◆ Records for the exercise ◆
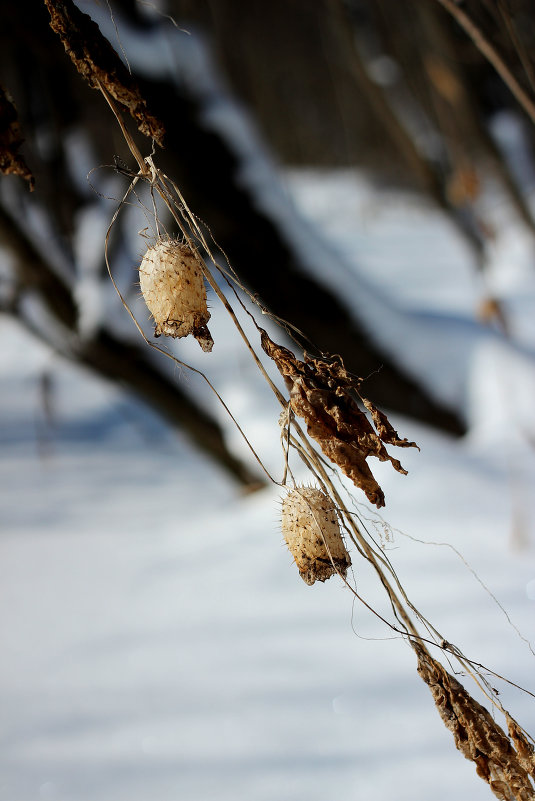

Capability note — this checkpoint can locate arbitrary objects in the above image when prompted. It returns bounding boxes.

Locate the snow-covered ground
[0,164,535,801]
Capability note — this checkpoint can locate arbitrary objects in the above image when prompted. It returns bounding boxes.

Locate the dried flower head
[282,487,351,584]
[139,240,214,351]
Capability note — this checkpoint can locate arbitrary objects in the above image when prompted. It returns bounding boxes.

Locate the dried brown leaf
[0,86,35,191]
[261,331,417,508]
[45,0,165,145]
[412,642,535,801]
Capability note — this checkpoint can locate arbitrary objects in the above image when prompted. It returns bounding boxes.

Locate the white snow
[0,164,535,801]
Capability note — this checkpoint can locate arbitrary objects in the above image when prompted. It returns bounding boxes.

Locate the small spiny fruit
[139,239,214,351]
[282,487,351,584]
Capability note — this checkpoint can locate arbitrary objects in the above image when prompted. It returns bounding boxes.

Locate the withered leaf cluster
[45,0,165,145]
[0,86,35,191]
[261,331,418,508]
[412,643,535,801]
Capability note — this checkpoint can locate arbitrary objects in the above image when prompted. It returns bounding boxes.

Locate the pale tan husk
[139,240,214,351]
[282,487,351,584]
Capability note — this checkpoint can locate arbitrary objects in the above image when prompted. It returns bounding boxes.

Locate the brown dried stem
[437,0,535,123]
[44,0,165,146]
[0,86,35,192]
[418,642,535,801]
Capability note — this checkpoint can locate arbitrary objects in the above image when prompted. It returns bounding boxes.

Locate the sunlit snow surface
[0,172,535,801]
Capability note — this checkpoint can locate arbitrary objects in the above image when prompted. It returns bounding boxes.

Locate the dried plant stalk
[282,487,351,584]
[261,331,418,508]
[0,86,35,191]
[139,240,214,351]
[44,0,165,146]
[412,642,535,801]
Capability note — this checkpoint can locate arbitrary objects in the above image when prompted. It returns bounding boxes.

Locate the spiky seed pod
[282,487,351,584]
[139,240,214,351]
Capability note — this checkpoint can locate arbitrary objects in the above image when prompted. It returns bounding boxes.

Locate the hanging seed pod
[282,487,351,584]
[139,240,214,351]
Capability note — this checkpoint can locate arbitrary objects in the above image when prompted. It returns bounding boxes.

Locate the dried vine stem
[45,0,535,801]
[437,0,535,124]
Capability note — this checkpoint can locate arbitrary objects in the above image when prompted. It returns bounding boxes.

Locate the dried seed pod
[282,487,351,584]
[139,240,214,351]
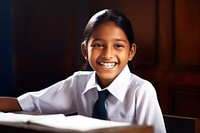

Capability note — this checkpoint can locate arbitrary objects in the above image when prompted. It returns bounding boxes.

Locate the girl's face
[82,22,136,88]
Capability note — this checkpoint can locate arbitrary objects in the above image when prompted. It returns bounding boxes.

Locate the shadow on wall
[0,0,14,96]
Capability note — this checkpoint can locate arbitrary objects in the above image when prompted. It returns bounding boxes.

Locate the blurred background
[0,0,200,117]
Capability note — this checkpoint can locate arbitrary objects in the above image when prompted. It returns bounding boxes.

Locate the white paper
[0,113,65,123]
[0,113,130,131]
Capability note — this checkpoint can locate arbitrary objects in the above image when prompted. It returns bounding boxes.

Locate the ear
[128,43,137,61]
[81,43,88,60]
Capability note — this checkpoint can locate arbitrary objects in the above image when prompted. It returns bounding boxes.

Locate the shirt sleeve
[136,81,166,133]
[17,77,76,114]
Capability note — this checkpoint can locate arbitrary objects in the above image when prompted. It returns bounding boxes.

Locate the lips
[99,62,116,68]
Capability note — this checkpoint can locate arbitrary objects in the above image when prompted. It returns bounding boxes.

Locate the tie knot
[98,89,109,101]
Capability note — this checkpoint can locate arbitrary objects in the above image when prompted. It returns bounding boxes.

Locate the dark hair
[83,9,134,48]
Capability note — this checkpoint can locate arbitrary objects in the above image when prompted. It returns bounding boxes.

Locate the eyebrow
[92,38,127,42]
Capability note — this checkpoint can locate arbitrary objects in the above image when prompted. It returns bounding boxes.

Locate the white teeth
[100,62,115,68]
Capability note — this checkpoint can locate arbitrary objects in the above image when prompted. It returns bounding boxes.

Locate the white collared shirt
[18,66,166,133]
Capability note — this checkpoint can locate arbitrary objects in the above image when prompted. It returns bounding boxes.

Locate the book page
[31,115,130,131]
[0,113,130,131]
[0,112,65,123]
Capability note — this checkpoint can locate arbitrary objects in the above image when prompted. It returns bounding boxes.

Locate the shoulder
[130,74,155,93]
[64,71,93,83]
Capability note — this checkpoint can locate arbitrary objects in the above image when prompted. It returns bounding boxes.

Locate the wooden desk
[0,122,153,133]
[164,115,200,133]
[0,111,153,133]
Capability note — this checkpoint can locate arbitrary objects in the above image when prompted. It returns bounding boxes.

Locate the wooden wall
[14,0,200,117]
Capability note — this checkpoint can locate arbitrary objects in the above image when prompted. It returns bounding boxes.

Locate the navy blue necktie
[92,90,109,120]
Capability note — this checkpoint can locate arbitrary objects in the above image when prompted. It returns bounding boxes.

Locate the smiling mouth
[99,62,116,68]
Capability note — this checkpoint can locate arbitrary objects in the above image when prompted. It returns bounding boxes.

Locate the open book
[0,113,130,131]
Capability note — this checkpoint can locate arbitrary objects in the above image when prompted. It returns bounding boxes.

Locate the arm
[0,97,22,112]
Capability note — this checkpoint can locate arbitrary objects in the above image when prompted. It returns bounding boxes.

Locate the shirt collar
[82,65,131,102]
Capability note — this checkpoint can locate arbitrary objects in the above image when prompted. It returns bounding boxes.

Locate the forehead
[90,21,128,41]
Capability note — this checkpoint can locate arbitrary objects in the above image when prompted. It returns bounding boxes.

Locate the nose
[102,47,114,59]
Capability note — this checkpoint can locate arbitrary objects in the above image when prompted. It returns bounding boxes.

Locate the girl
[0,9,166,133]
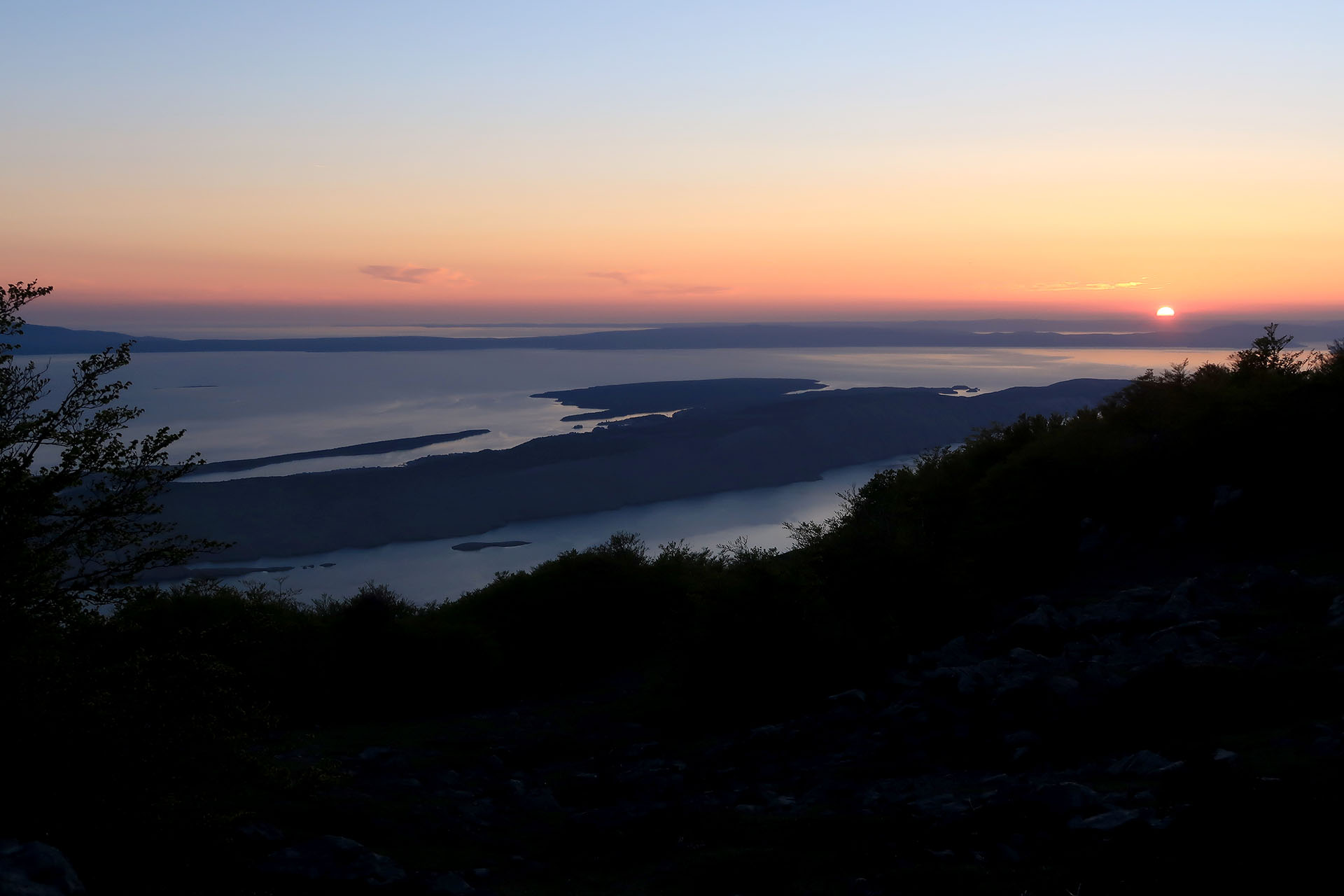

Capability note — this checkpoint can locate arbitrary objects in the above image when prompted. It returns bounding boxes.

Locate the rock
[1030,780,1103,816]
[907,794,970,821]
[1011,603,1067,636]
[1325,594,1344,629]
[238,821,285,844]
[425,869,479,896]
[260,836,406,887]
[1214,485,1242,510]
[1068,808,1140,830]
[1107,750,1184,778]
[0,839,85,896]
[934,636,980,666]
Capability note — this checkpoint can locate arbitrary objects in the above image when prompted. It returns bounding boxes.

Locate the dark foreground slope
[0,332,1344,896]
[154,380,1125,559]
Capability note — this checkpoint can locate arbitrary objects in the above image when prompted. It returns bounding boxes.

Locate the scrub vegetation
[0,285,1344,892]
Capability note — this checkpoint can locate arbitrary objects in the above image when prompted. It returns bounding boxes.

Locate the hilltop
[0,330,1344,896]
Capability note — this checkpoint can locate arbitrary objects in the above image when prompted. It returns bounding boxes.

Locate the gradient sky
[0,0,1344,326]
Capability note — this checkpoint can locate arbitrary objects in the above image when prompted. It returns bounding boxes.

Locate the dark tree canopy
[0,282,214,627]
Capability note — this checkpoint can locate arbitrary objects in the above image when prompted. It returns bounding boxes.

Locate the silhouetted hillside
[0,330,1344,896]
[162,380,1124,559]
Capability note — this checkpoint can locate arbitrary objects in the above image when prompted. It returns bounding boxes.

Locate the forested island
[161,379,1125,560]
[0,285,1344,896]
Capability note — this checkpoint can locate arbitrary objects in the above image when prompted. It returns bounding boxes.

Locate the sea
[42,344,1228,602]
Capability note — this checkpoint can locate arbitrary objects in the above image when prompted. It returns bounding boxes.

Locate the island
[192,430,489,475]
[532,377,827,428]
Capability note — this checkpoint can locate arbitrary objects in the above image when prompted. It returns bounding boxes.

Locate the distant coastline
[16,321,1344,355]
[192,430,489,475]
[154,379,1128,560]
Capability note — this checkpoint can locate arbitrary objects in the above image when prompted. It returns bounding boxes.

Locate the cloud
[587,270,644,286]
[638,284,732,295]
[1027,276,1157,293]
[359,265,476,286]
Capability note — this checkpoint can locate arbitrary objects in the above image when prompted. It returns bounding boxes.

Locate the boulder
[1028,780,1103,816]
[1325,594,1344,629]
[1107,750,1182,778]
[827,688,868,706]
[260,836,406,887]
[425,869,479,896]
[1068,808,1141,830]
[0,839,85,896]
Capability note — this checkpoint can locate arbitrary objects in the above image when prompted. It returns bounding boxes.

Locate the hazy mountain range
[18,320,1344,355]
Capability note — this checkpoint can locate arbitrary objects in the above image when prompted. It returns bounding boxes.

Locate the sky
[0,0,1344,326]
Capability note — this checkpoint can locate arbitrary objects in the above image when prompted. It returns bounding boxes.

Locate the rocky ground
[0,567,1344,896]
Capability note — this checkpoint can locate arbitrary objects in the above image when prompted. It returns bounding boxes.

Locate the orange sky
[0,3,1344,326]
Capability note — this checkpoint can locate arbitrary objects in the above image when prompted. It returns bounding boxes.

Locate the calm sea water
[84,348,1227,601]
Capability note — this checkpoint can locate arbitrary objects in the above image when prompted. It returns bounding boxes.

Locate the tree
[1231,323,1317,376]
[0,281,220,629]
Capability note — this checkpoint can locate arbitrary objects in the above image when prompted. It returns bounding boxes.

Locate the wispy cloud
[636,284,732,295]
[359,265,476,286]
[1027,276,1157,293]
[587,270,644,286]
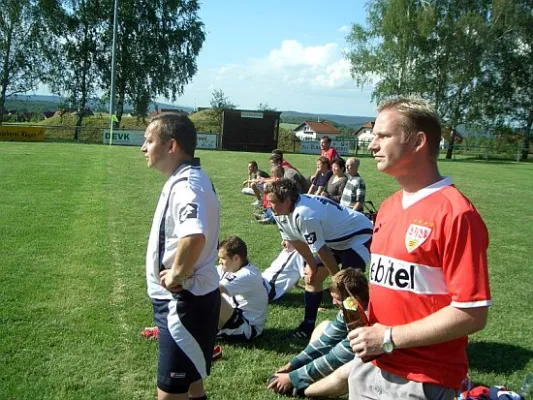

◆ Short problem ◆
Return every line of the listing that contains the word "dried", matching its case exactly.

◆ Solution for this task ◆
Locate the dried flower head
Locate the dried brown leaf
Locate the brown dried stem
Locate the dried plant stalk
Locate the dried vine stem
Locate the dried seed pod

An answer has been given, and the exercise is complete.